Things to do —
1) According to the nursing school advice, why does the educational path to nursing require a disciplined work ethic? Answer in one to three sentences.
2) Give every section heading in the nursing school advice.
3) Write the next part of the nursing school advice, continuing from its final sentence.

Selected excerpt —
Start of Block
Take Care of Yourself

Taking care of your mental and physical health is paramount during nursing school. It can be easy to get caught up in the demands of your studies, but neglecting self-care can lead to burnout and hinder your academic performance. Prioritize getting enough sleep, eating nutritious meals, and engaging in regular exercise. Find activities that help you relax and unwind, such as reading, listening to music, or practicing mindfulness techniques. Remember to take breaks and allow yourself time to recharge.

By prioritizing self-care, you’ll be better equipped to handle the challenges that come your way. Kathryn Eisenhower ‘24 says, “Being able to make a simple self-care routine that you can follow every day will do so much for your  mental and physical health. For me, I make time every day to do something I enjoy, whether it’s going to the gym, taking a walk with friends, cooking dinner with my roommates, or watching a movie. By giving yourself even one hour a day, you will be amazed by how energized and clear-headed you feel!”

Practice Time Management During Clinical Rotations

Managing your time is important throughout school, but it is also crucial especially within your clinical rotations. Clinical rotations are an essential part of your nursing education, so arrive prepared and ready to learn. Organize your uniform, equipment, and necessary paperwork in advance. Actively participate in patient care, ask questions, and seek opportunities to apply your classroom knowledge. Clinical experiences provide a valuable opportunity to bridge the gap between theory and practice, so make the most of them.

Hone Your Critical Thinking Skills

Sharpening your critical thinking skills is vital for your success as a nurse. Nursing requires the ability to analyze situations, make clinical judgments, and prioritize care. Take advantage of case studies and simulation labs to practice critical thinking in a controlled environment. Seek feedback from your instructors and use it to improve and grow. Developing strong critical thinking skills will not only benefit you in nursing school but also in your future nursing career.

Stay Focused and Motivated

Susan Kehl, dean of the Carr College of Nursing at Harding University, says, “Since patient safety and well-being is entrusted to nurses, the educational journey requires a disciplined work ethic and the learning of competencies, knowledge, values and skills.”

During this kind of rigorous program, there may be moments when you feel overwhelmed or doubt your abilities. Remember your goals and the reason you chose to pursue nursing! Surround yourself with positive and supportive individuals who believe in you. Celebrate your successes, no matter how small, and use them as fuel to keep going. You have the resilience and determination to overcome any challenges that come your way.
End of Block
Collected material —
Start of Block
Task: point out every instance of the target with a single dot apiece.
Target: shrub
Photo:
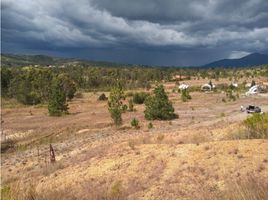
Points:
End of Block
Results by task —
1) Patient safety and well-being are entrusted to nurses. The educational journey therefore requires a disciplined work ethic and the learning of competencies, knowledge, values and skills.

2)
- Take Care of Yourself
- Practice Time Management During Clinical Rotations
- Hone Your Critical Thinking Skills
- Stay Focused and Motivated

3)
Use Your Available Resources

Take advantage of the available resources offered by your nursing school. Academic support services, such as tutoring or writing centers, can enhance your learning experience. Explore online platforms, textbooks, and scholarly articles that can supplement your understanding of complex topics. You can also consider joining professional nursing organizations or attending conferences to connect with others in your field and stay updated on industry trends.

Strive for Work-Life Balance

Lastly, maintaining a healthy work-life balance is crucial. While nursing school requires dedication and hard work, it’s important to make time for activities and hobbies outside of your studies. Spend quality time with friends and family, engage in hobbies you enjoy, and allow yourself to recharge. Remember, taking breaks and engaging in activities unrelated to nursing can actually improve your focus and productivity when you return to your studies. Mara Smakal ‘23 says, “Stay focused on your academics, but don’t forget to make sure to have a little bit of fun too. You only go to college once!”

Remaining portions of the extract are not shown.